__Source__:
# What to add to Hercules' diet?



## JESSJAMES (May 29, 2010)

So as some of you may have been following in my other post the other day about getting Hercules, I've now got him! And I learned today that his food is "Sunseed Hedgehog Formula" it's a 709g container of it, and there's still about 3/4 left in there. The guy I got Hercules from told me that it would last me about a week... Which doesn't seem right? But I dunno, we'll see how it goes.. 

Anyways.. the point is, what can I add to this, because currently that's all he gets, and I think that's all he's ever really gotten.. What kind of cat food or whatnot will best go with this? And then once this runs out, stick to the cat food?? I think Hercules is slightly bigger than he should be, just from others that I've seen, but then again, I guess they're all very different, right? 

I am on a budget too.. not saying I need to buy home brand everything! But I'm not going to go and buy him the most expensivest food there is! You know? 

Thanks for the help guys! This forum is great


----------



## susanaproenca (Aug 14, 2010)

Hey there,
There's a sticky on the Diet and Nutrition thread called Dry cat Food List, you should take a look at it!  

When Col. Mustard came to live with us she was eating ferret food, I didn't know better so I bought her the Sunseed food. After I read here that that food isn't too good either, I switched her diet to a mix of 40% Wellness Indoor Health, 40% Natural Balance Green Pea and Duck and 20% Sunseed. I gotta say, she doesn't really eat a lot of the Sunseed, she prefers the cat food.

__Available data__:
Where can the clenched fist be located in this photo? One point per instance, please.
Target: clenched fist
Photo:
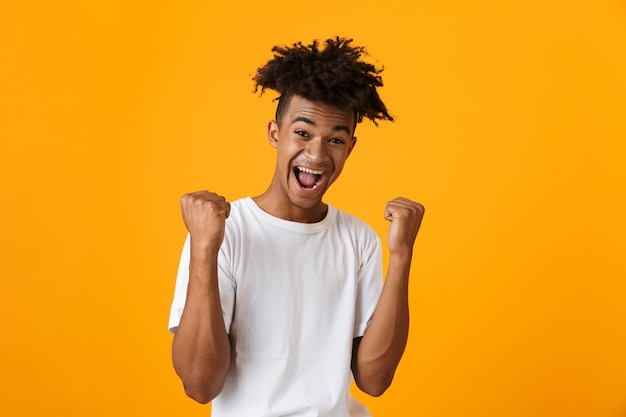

__The exercise__: Please list each food in the mix that Col. Mustard was switched to in the thread about Hercules' diet, with its percentage.

__Expected answer__:
- Wellness Indoor Health: 40%
- Natural Balance Green Pea and Duck: 40%
- Sunseed: 20%